## THE DATA
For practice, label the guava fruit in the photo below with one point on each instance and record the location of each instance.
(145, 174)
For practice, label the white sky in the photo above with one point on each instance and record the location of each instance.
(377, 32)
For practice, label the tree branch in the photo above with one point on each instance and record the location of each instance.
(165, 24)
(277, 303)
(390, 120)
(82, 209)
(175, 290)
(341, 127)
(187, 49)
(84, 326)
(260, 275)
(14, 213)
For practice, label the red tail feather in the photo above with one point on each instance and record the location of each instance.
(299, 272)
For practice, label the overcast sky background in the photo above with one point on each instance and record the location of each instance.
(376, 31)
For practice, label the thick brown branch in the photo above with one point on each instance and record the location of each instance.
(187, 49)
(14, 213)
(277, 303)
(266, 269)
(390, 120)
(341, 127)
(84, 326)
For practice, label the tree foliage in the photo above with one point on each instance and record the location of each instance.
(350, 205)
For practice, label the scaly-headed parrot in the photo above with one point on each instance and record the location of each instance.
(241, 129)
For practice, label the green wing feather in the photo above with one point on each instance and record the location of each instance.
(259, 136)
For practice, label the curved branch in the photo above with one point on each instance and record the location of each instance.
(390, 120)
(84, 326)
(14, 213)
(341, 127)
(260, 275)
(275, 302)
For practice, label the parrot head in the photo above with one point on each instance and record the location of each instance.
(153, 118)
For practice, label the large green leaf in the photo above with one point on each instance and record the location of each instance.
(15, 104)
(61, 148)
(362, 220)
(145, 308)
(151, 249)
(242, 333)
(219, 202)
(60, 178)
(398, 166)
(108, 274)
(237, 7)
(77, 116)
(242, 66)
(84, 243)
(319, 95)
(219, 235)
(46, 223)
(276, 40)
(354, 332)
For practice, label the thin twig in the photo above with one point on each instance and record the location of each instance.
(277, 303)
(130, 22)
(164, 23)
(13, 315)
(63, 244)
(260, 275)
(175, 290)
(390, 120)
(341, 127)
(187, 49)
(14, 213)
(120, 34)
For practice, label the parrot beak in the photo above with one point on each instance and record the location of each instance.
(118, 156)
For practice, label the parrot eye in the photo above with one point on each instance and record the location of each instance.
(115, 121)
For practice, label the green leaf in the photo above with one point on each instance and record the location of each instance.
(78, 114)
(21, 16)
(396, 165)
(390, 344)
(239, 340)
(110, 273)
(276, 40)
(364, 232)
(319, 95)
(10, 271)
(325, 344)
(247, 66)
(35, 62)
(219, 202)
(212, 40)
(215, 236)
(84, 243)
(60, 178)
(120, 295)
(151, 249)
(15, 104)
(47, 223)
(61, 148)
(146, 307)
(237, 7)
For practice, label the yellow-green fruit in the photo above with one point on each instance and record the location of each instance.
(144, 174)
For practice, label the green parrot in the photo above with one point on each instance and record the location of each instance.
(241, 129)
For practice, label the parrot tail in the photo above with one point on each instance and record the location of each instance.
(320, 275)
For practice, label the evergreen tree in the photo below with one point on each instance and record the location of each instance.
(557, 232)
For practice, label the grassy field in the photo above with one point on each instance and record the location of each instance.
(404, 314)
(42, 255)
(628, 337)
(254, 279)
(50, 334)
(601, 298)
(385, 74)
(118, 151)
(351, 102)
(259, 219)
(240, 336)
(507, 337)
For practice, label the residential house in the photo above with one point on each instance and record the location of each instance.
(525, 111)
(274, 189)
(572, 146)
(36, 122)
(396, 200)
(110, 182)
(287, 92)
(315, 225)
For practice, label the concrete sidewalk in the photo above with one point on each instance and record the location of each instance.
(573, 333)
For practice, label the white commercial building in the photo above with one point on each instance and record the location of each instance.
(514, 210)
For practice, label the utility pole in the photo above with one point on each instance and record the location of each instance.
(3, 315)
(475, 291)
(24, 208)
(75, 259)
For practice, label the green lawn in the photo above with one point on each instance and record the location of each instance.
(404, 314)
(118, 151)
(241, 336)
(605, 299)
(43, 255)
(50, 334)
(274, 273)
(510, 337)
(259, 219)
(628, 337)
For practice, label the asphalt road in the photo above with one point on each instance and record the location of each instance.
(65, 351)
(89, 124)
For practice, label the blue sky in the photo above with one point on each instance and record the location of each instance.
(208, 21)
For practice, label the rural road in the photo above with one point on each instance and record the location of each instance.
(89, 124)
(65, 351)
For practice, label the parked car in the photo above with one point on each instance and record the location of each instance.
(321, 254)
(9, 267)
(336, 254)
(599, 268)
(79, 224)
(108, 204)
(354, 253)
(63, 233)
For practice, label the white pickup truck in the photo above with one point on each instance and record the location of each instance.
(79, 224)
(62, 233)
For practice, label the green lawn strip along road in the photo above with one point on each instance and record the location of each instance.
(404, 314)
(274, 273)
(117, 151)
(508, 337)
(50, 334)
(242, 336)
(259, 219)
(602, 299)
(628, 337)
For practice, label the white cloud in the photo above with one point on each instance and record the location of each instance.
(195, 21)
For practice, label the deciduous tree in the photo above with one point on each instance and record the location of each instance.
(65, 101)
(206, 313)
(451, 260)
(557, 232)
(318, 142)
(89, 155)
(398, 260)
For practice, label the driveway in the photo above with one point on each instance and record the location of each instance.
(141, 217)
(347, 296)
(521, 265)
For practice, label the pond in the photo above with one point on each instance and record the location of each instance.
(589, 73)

## WHAT TO WORK ON
Reproduce the complete data exactly as presented above.

## ANSWER TO THIS EXERCISE
For practice, label the guava fruit in the photo below with one point on each instance and record the location of each instance.
(145, 174)
For practice, label the white sky in the photo above with one point on each instance and record the location of each instance.
(377, 32)
For practice, label the tree branch in the photo above with one point on each instance and record the location of each instance.
(165, 24)
(277, 303)
(390, 120)
(82, 209)
(175, 290)
(341, 127)
(187, 49)
(84, 326)
(260, 275)
(14, 213)
For practice, label the red tail feather in the photo above with one point on each instance and record the location of each instance.
(299, 272)
For practice, label the overcast sky background in the photo above with one point on each instance and record the location of each instance.
(376, 31)
For practice, label the thick brown branch in the photo above with one point on each instance and record the location of each instance.
(187, 49)
(14, 213)
(277, 303)
(266, 269)
(390, 120)
(341, 127)
(84, 326)
For practice, label the tree foliage in the photo above with one point on each instance and record the location of each instance.
(350, 205)
For practice, label the scaly-headed parrot in the photo above with one point on each instance and record the location of each instance.
(241, 129)
For practice, label the green wing feather in the photo above with one point on each instance and record the location of each instance.
(259, 136)
For practice, label the curved branch in the photo above with one point on each instance and record the location of each instance.
(390, 120)
(84, 326)
(14, 213)
(341, 127)
(260, 275)
(275, 302)
For practice, label the parrot head in the photo above with one point on each instance and record the location of each instance.
(153, 118)
For practice, label the large green leaf in the photo above with one point on each instance and record the location of each instance.
(15, 104)
(61, 148)
(362, 220)
(145, 308)
(151, 249)
(242, 333)
(219, 202)
(60, 178)
(398, 166)
(108, 274)
(237, 7)
(77, 116)
(242, 66)
(84, 243)
(319, 95)
(219, 235)
(46, 223)
(276, 40)
(354, 332)
For practice, label the thin twig in the photo above with one point on each instance and record the location of each instance.
(277, 303)
(130, 22)
(164, 23)
(13, 315)
(63, 244)
(260, 275)
(175, 290)
(390, 120)
(341, 127)
(187, 49)
(14, 213)
(120, 34)
For practice, label the parrot beak in the photo above with one point on each instance and record the location of each instance.
(118, 156)
For practice, label the parrot eye in the photo above with one point on each instance and record the location of each instance.
(115, 121)
For practice, label the green leaf in the photo above with one point on each instance and record the location of each instance.
(78, 114)
(21, 16)
(396, 165)
(390, 344)
(239, 340)
(110, 273)
(276, 40)
(364, 232)
(319, 95)
(10, 271)
(325, 344)
(247, 66)
(35, 62)
(219, 202)
(212, 40)
(215, 236)
(84, 243)
(60, 178)
(120, 295)
(151, 249)
(15, 104)
(47, 223)
(61, 148)
(146, 307)
(237, 7)
For practice, label the yellow-green fruit in the photo above with one point on each instance and record the location of each instance.
(144, 174)
For practice, label the green parrot in the photo above with one point on each instance and record the location of each instance.
(241, 129)
For practice, label the parrot tail in the photo above with one point on each instance and record the location of each instance.
(320, 275)
For practice, label the evergreen tree in the photo below with one point on each instance and record the location of each instance.
(557, 232)
For practice, label the grassy field in the photo above with one point on each instance and record the location of each instance.
(404, 314)
(42, 255)
(628, 337)
(254, 279)
(50, 334)
(601, 298)
(385, 74)
(118, 151)
(351, 102)
(259, 219)
(240, 336)
(507, 337)
For practice, label the residential house in the photo above with one point on each instance and record the location of each instance.
(525, 111)
(274, 189)
(572, 146)
(36, 122)
(396, 200)
(110, 182)
(287, 92)
(315, 225)
For practice, label the concrete sidewalk in the photo above with one point on each instance and record the location of each instance.
(573, 333)
For practice, label the white commercial building in the photo above with one point on each instance and record the location of each instance.
(514, 210)
For practice, label the utility pole in the photo above with one point on each instance and record the location of each instance.
(3, 315)
(475, 291)
(24, 208)
(75, 259)
For practice, label the green lawn in the photo above with one point on each instance and record the location of each instance.
(404, 314)
(118, 151)
(241, 336)
(605, 299)
(43, 255)
(50, 334)
(274, 273)
(510, 337)
(259, 219)
(628, 337)
For practice, label the asphalt road in the photo above with one point on each instance and record the location of each instance.
(65, 351)
(89, 124)
For practice, label the blue sky in the photo above with one point on each instance and record the location of each instance.
(208, 21)
For practice, label the rural road in the photo above with one point on each instance and record the location of each instance.
(89, 124)
(65, 351)
For practice, label the parked car in the photo above with one point on each instance and record the location of each instance.
(321, 254)
(9, 267)
(336, 254)
(599, 268)
(79, 224)
(108, 204)
(354, 253)
(63, 233)
For practice, label the white pickup truck in the photo above with one point on each instance and record the location of each instance.
(79, 224)
(62, 233)
For practice, label the green lawn strip along road in the photo above with one point on each instance and record the location of each instance.
(404, 314)
(274, 273)
(117, 151)
(508, 337)
(50, 334)
(242, 336)
(259, 219)
(602, 299)
(628, 337)
For practice, label the white cloud in the photo above with one point on each instance and record the location of each instance.
(195, 21)
For practice, label the deciduous tree in the photo above with one point on each instance and record the location of each instance.
(65, 101)
(206, 313)
(451, 260)
(557, 232)
(318, 142)
(89, 155)
(398, 260)
For practice, label the driveway in the photo above with one point on each instance and record the location of each instance.
(141, 217)
(347, 296)
(521, 265)
For practice, label the pond in the photo above with one point on each instance and record the location of each instance.
(589, 73)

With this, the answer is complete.